**DIRECTIVE:** In the post about Cain and his descendants, what short-hand version of God's name was embedded in the names of several of Cain's sons?

**TEXT PROVIDED:**
········
Are We All Cainites Now?

Posted by R. Fowler White

Isn’t there an increasing likeness between our culture and the culture of Cain and his descendants? Sure seems so in some key ways. Consider that question in the light of Gen 4:16-24.

Like Cain and his descendants, we claim to be “people of faith,” but we don’t live coram Deo. Notice Gen 4:17-18. Cain and his wife were fulfilling God’s command to fill the earth, but notice the names that they gave to their sons: several had a short-hand version of God’s name (“El”) embedded in them. What are we to make of those names? Arguably, in them, the Cainites displayed a form of godliness, but they didn’t live their lives coram Deo, that is, in God’s presence, under God’s authority, to God’s glory. In that sense, they took God’s name to themselves in vain. What happened then appears to be happening today. Like Cainites, some have taken the name of God-in-Three-Persons in Christian baptism but have no discernible intention of living coram Deo.
········
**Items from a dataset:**
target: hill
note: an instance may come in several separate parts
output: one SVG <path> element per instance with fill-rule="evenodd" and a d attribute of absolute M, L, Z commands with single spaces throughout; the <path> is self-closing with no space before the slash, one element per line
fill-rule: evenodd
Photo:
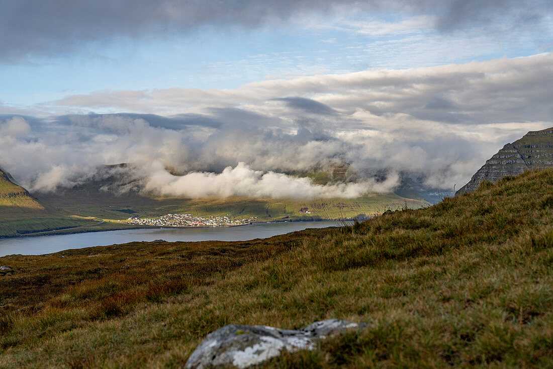
<path fill-rule="evenodd" d="M 0 258 L 0 367 L 184 366 L 230 323 L 361 332 L 268 367 L 553 366 L 553 170 L 351 227 Z"/>
<path fill-rule="evenodd" d="M 508 176 L 517 176 L 528 169 L 553 167 L 553 127 L 530 131 L 521 139 L 507 144 L 486 161 L 457 194 L 470 192 L 483 181 L 494 183 Z"/>
<path fill-rule="evenodd" d="M 126 164 L 98 168 L 88 181 L 72 188 L 39 194 L 45 205 L 66 214 L 80 214 L 117 221 L 131 215 L 156 217 L 169 213 L 199 217 L 229 216 L 259 221 L 299 221 L 364 218 L 387 209 L 417 208 L 429 203 L 416 192 L 401 187 L 395 193 L 369 194 L 356 198 L 274 199 L 231 197 L 224 199 L 160 197 L 142 191 L 139 181 L 129 180 Z M 295 173 L 310 177 L 318 184 L 346 179 L 346 164 L 331 166 L 318 172 Z"/>
<path fill-rule="evenodd" d="M 97 221 L 64 216 L 45 207 L 0 170 L 0 237 L 67 229 Z"/>
<path fill-rule="evenodd" d="M 33 198 L 27 190 L 14 183 L 9 173 L 0 169 L 0 209 L 10 208 L 14 212 L 40 212 L 44 207 Z"/>

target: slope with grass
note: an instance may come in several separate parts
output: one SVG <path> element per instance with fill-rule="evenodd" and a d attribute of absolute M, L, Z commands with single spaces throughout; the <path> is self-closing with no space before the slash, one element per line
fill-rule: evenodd
<path fill-rule="evenodd" d="M 9 173 L 0 170 L 0 237 L 68 229 L 97 221 L 64 216 L 45 207 Z"/>
<path fill-rule="evenodd" d="M 267 367 L 553 366 L 553 170 L 352 227 L 0 258 L 0 367 L 184 365 L 230 323 L 370 324 Z"/>

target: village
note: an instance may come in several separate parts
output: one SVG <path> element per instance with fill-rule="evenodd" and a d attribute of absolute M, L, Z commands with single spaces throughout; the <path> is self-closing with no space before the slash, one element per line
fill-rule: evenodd
<path fill-rule="evenodd" d="M 185 227 L 245 226 L 250 222 L 247 219 L 231 221 L 228 217 L 210 217 L 206 219 L 194 217 L 191 214 L 168 214 L 156 219 L 141 218 L 133 216 L 127 219 L 127 223 L 139 226 Z"/>

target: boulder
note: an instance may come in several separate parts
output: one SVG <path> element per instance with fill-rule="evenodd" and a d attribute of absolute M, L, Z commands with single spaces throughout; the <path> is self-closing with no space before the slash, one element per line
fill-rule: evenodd
<path fill-rule="evenodd" d="M 314 350 L 319 340 L 346 330 L 360 330 L 367 326 L 366 323 L 340 319 L 316 322 L 298 330 L 231 324 L 207 335 L 190 355 L 186 367 L 201 369 L 232 366 L 247 368 L 284 351 Z"/>
<path fill-rule="evenodd" d="M 0 275 L 6 275 L 8 273 L 13 273 L 13 269 L 9 266 L 3 265 L 0 266 Z"/>

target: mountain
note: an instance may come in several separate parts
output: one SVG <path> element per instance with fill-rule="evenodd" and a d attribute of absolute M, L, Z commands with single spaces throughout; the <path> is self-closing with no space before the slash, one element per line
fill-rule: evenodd
<path fill-rule="evenodd" d="M 257 367 L 552 368 L 552 210 L 527 171 L 349 227 L 0 257 L 0 367 L 184 368 L 227 324 L 338 318 L 369 324 Z"/>
<path fill-rule="evenodd" d="M 310 172 L 288 174 L 309 177 L 314 183 L 324 184 L 352 180 L 354 174 L 351 171 L 349 165 L 339 162 L 321 165 Z M 72 188 L 38 196 L 46 206 L 67 215 L 115 222 L 126 219 L 130 214 L 143 217 L 180 213 L 201 217 L 228 216 L 253 221 L 366 218 L 382 214 L 387 209 L 428 205 L 422 197 L 405 187 L 398 188 L 395 193 L 370 194 L 356 198 L 163 197 L 143 191 L 140 181 L 133 178 L 131 165 L 127 164 L 98 167 L 88 180 Z"/>
<path fill-rule="evenodd" d="M 530 131 L 486 162 L 456 194 L 472 192 L 483 181 L 494 183 L 504 177 L 517 176 L 528 169 L 553 167 L 553 127 Z"/>
<path fill-rule="evenodd" d="M 0 169 L 0 237 L 58 231 L 97 224 L 45 206 Z"/>
<path fill-rule="evenodd" d="M 0 169 L 0 214 L 8 209 L 12 213 L 45 210 L 27 189 L 14 182 L 9 173 Z"/>

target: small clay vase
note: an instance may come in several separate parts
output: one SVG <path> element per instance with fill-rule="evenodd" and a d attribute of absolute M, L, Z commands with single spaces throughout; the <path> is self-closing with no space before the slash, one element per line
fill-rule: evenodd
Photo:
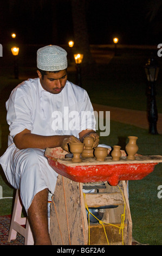
<path fill-rule="evenodd" d="M 119 161 L 121 156 L 121 153 L 120 151 L 121 147 L 118 145 L 113 146 L 113 150 L 111 154 L 112 157 L 112 160 L 113 161 Z"/>
<path fill-rule="evenodd" d="M 73 154 L 73 162 L 81 162 L 80 155 L 82 153 L 85 144 L 83 143 L 69 143 L 70 151 Z"/>
<path fill-rule="evenodd" d="M 136 141 L 138 138 L 135 136 L 128 136 L 129 142 L 126 145 L 126 151 L 128 154 L 127 159 L 129 160 L 134 160 L 135 154 L 138 150 L 138 147 L 136 144 Z"/>
<path fill-rule="evenodd" d="M 94 148 L 94 155 L 96 161 L 104 161 L 107 156 L 107 148 L 99 147 Z"/>
<path fill-rule="evenodd" d="M 94 138 L 92 137 L 86 137 L 83 139 L 83 143 L 85 147 L 82 154 L 82 157 L 94 157 L 93 149 L 92 146 L 94 143 Z"/>

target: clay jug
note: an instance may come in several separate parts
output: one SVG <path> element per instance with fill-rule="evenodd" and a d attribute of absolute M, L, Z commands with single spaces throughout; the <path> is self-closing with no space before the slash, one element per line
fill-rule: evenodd
<path fill-rule="evenodd" d="M 85 144 L 83 143 L 69 143 L 70 151 L 73 154 L 73 162 L 81 162 L 80 155 L 82 153 Z"/>
<path fill-rule="evenodd" d="M 118 145 L 113 146 L 113 150 L 111 154 L 112 157 L 112 160 L 113 161 L 119 161 L 121 156 L 121 153 L 120 151 L 121 147 Z"/>
<path fill-rule="evenodd" d="M 135 136 L 128 136 L 129 142 L 126 145 L 126 151 L 128 154 L 127 159 L 129 160 L 134 160 L 135 154 L 138 150 L 138 147 L 136 144 L 136 141 L 138 138 Z"/>
<path fill-rule="evenodd" d="M 83 157 L 94 157 L 93 149 L 92 148 L 94 143 L 94 138 L 92 137 L 86 137 L 83 139 L 85 148 L 82 154 Z"/>
<path fill-rule="evenodd" d="M 94 148 L 94 155 L 96 161 L 104 161 L 107 156 L 107 148 L 99 147 Z"/>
········
**RESULT BELOW:** "El"